● ACTIONS TO TAKE:
(a) Set down the passage from the Slowpoke blog starting at "First FOX and" and ending at "a rhetorical question.", word for word.
(b) Condense the paragraph of the Slowpoke blog that opens with "Let me say up front" into a shorter version that keeps its main points.

Slowpoke Comics by Jen Sorensen

SlowpokeBlog

Commentary by Slowpoke cartoonist Jen Sorensen

Monday, July 30, 2007

This Week's Strip: "The Puppy Principle" 

Let me say up front that I am the owner of an awesomely cute dog. I frequently shower her with embarrassing displays of affection, the details of which I will not go into here. What Michael Vick was doing to those dogs grosses me out as much as anyone. Yet I find it profoundly disturbing how much more outraged people are about the ugly world of dogfighting than they are about, well, inhumane acts toward other humans.

Animals, understandably, elicit our sympathy because they are innocent and helpless. People are easier to blame for their circumstances. Also, they aren't furry (well, most of them aren't, anyway).

Longtime readers will recognize that this cartoon builds on an older strip, "No Puppies for Oil" which envisioned a world in which puppies would be the primary victims of war in Iraq. See also "News Abducted!" from a few weeks ago for another instance of Cute Things getting all the attention.

Tuesday, July 24, 2007

This Week's Strip: "Drooly Julie's Culture Corner -- Condom Ads" 

First FOX and CBS pulled the plug, then local affiliates of NBC and ABC refused to run this innocuous and rather charming commercial for Trojan condoms. Frankly, I am more offended by the hypocritical, faux-sanctimoniousness of these lite smut-peddling networks than I would be by any condom ad, no matter how in-your-face. (And this one most certainly is not.) It's 2007, and we still can't talk about jimmy hats? Not even via computer-animated pigs? What the hell is wrong with us? Actually, that's a rhetorical question.

Monday, July 23, 2007

Back to the Bork 

...cartoon for a moment, reader Adam sends in these other sordid tales of tort reform hypocrisy:
My two favorite tort reform Hypocrites of all time:

John Stossel:
You know that reporter on ABC? Puts out books with titles like "Give Me A Break!" and shit like that? Sets himself up as a man of the people and champion of common sense? One of his big issues is tort reform, so much so to the point where business groups hire him to come and speak.

My favorite quote from him is "...we all have pain and suffering in our lives. And if each time we hang onto it until we get some kind of compensation, society can’t work." Which is pretty interesting when you consider that in 1986, he sued a professional wrestler named David Schultz for beating his mustachioed ass, as seen here.

Stossel felt that his pain and suffering was worth $200,000.


Sterling Cornelius: Mr. Cornelius presides over an agricultural empire, and is also the founder and trustee of a group called Citizens Against Lawsuit Abuse. According to their manifesto, “…Lawsuit abuse is a huge problem growing out of control. The severe damage it's causing to American small-business owners, taxpayers, consumers, retirees and working families is shocking. And it's getting worse every day.”

● LISTING:
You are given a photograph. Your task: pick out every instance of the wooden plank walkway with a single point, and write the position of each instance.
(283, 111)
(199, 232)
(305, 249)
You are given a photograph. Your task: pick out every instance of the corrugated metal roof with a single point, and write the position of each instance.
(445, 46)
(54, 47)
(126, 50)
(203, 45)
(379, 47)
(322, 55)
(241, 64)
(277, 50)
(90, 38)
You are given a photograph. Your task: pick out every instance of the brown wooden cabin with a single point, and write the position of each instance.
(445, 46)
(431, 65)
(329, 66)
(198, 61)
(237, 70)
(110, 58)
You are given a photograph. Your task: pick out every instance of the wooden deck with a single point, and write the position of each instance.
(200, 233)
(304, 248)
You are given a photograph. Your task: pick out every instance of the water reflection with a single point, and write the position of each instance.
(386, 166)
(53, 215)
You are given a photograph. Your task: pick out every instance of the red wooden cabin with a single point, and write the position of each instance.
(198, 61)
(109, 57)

● RESULTS FOR THE EXERCISE:
(a)
First FOX and CBS pulled the plug, then local affiliates of NBC and ABC refused to run this innocuous and rather charming commercial for Trojan condoms. Frankly, I am more offended by the hypocritical, faux-sanctimoniousness of these lite smut-peddling networks than I would be by any condom ad, no matter how in-your-face. (And this one most certainly is not.) It's 2007, and we still can't talk about jimmy hats? Not even via computer-animated pigs? What the hell is wrong with us? Actually, that's a rhetorical question.

(b) The writer owns and dotes on a cute dog and is as disgusted as anyone by what Michael Vick did to dogs, but finds it deeply troubling that people are far more outraged by dogfighting than by inhumane acts against other humans.